» Stored items
* * *
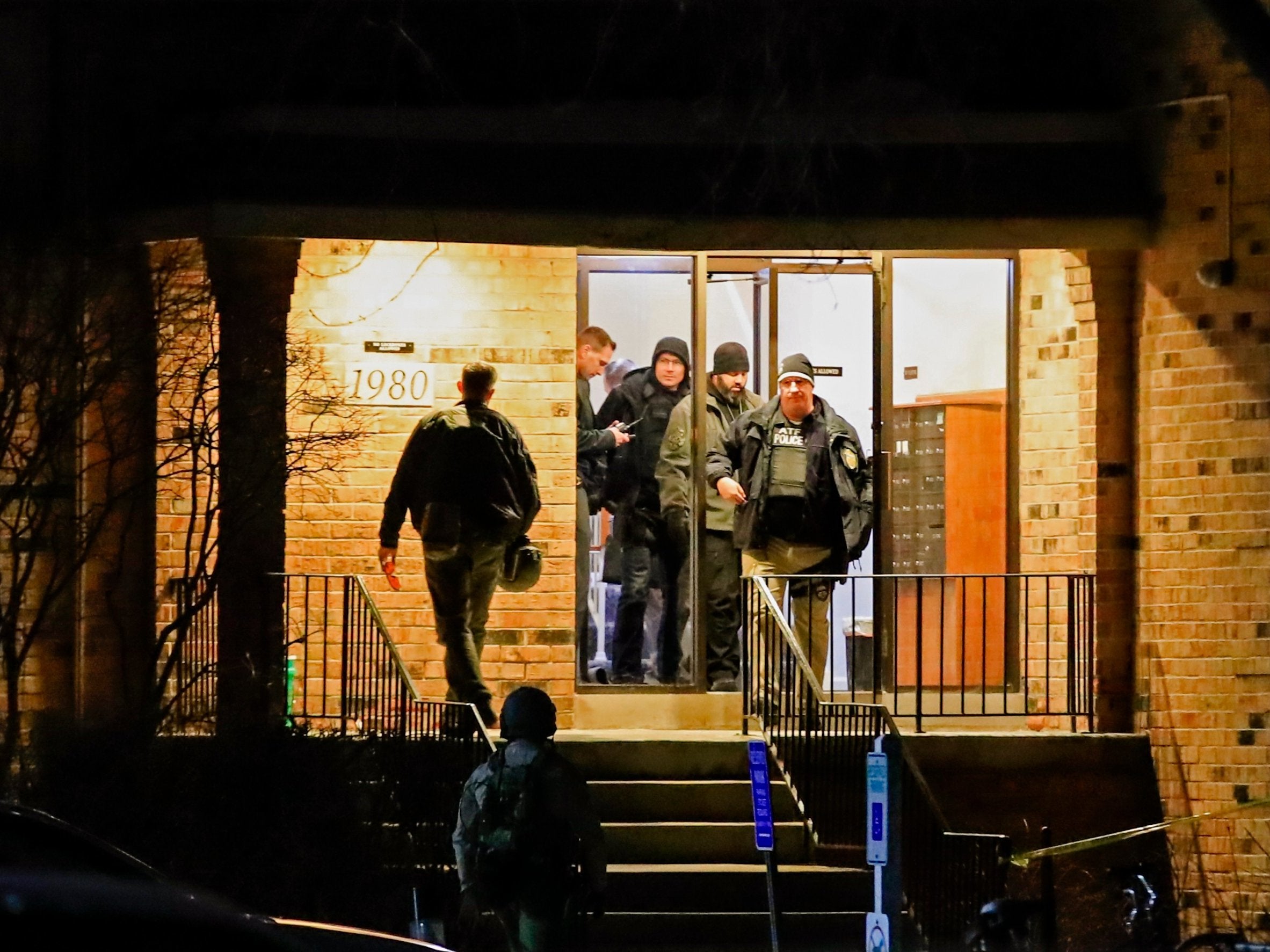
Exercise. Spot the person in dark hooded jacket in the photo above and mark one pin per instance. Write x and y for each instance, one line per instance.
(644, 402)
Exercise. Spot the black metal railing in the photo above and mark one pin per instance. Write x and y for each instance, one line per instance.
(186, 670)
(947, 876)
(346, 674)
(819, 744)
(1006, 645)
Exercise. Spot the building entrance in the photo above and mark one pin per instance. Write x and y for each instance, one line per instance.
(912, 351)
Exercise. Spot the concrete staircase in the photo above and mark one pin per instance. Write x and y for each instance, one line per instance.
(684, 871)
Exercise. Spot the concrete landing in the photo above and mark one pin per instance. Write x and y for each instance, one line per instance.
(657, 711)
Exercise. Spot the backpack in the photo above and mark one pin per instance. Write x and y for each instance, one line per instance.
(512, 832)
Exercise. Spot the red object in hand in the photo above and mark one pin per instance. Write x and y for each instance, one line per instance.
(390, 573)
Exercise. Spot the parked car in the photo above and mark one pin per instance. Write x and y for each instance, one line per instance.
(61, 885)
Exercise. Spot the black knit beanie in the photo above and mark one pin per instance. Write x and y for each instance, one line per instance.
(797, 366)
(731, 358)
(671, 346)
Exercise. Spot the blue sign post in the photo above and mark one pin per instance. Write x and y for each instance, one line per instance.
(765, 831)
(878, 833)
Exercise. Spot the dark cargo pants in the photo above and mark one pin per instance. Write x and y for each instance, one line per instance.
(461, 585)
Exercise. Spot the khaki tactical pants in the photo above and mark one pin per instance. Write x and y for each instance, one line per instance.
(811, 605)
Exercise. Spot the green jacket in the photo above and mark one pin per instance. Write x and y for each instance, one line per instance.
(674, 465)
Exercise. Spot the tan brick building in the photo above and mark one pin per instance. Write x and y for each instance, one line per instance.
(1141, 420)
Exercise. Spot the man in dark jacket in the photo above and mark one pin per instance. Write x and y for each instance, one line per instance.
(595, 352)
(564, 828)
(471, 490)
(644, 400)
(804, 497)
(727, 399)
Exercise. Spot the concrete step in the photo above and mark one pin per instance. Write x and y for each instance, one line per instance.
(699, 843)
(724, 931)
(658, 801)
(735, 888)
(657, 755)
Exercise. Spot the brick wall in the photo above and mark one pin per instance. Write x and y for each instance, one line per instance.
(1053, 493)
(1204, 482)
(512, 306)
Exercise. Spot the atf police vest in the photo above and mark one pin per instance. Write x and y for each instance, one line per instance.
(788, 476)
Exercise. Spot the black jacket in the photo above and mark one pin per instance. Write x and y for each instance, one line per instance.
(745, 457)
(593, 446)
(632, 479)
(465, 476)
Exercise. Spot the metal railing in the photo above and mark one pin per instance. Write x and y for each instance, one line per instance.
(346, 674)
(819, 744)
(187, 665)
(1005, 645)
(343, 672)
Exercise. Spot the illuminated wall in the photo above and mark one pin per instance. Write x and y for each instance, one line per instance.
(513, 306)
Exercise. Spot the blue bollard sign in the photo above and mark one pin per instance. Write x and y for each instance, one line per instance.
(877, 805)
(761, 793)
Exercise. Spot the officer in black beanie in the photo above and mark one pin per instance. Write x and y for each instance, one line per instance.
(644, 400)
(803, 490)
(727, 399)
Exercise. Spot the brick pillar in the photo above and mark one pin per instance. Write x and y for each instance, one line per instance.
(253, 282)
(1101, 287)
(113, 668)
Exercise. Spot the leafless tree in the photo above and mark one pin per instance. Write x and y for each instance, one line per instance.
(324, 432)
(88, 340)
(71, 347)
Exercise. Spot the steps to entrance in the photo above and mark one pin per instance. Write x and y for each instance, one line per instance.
* * *
» Instructions for the task
Rewrite the stretch from the start of the records through the line containing "(1006, 645)", requests included, shifting every coordinate in the answers by adding 119 to each number. Leave the pictures out.

» The reply
Exercise. Spot the person in dark hooded jacket in the photo above and mark one pin per instance. Write x and y for each instance, one line per instance.
(763, 521)
Exercise. Spot the black metal railing in the photo above and mark one pin per instance. Write x and y for each instance, one line per instance.
(305, 789)
(1066, 995)
(465, 793)
(938, 863)
(1125, 764)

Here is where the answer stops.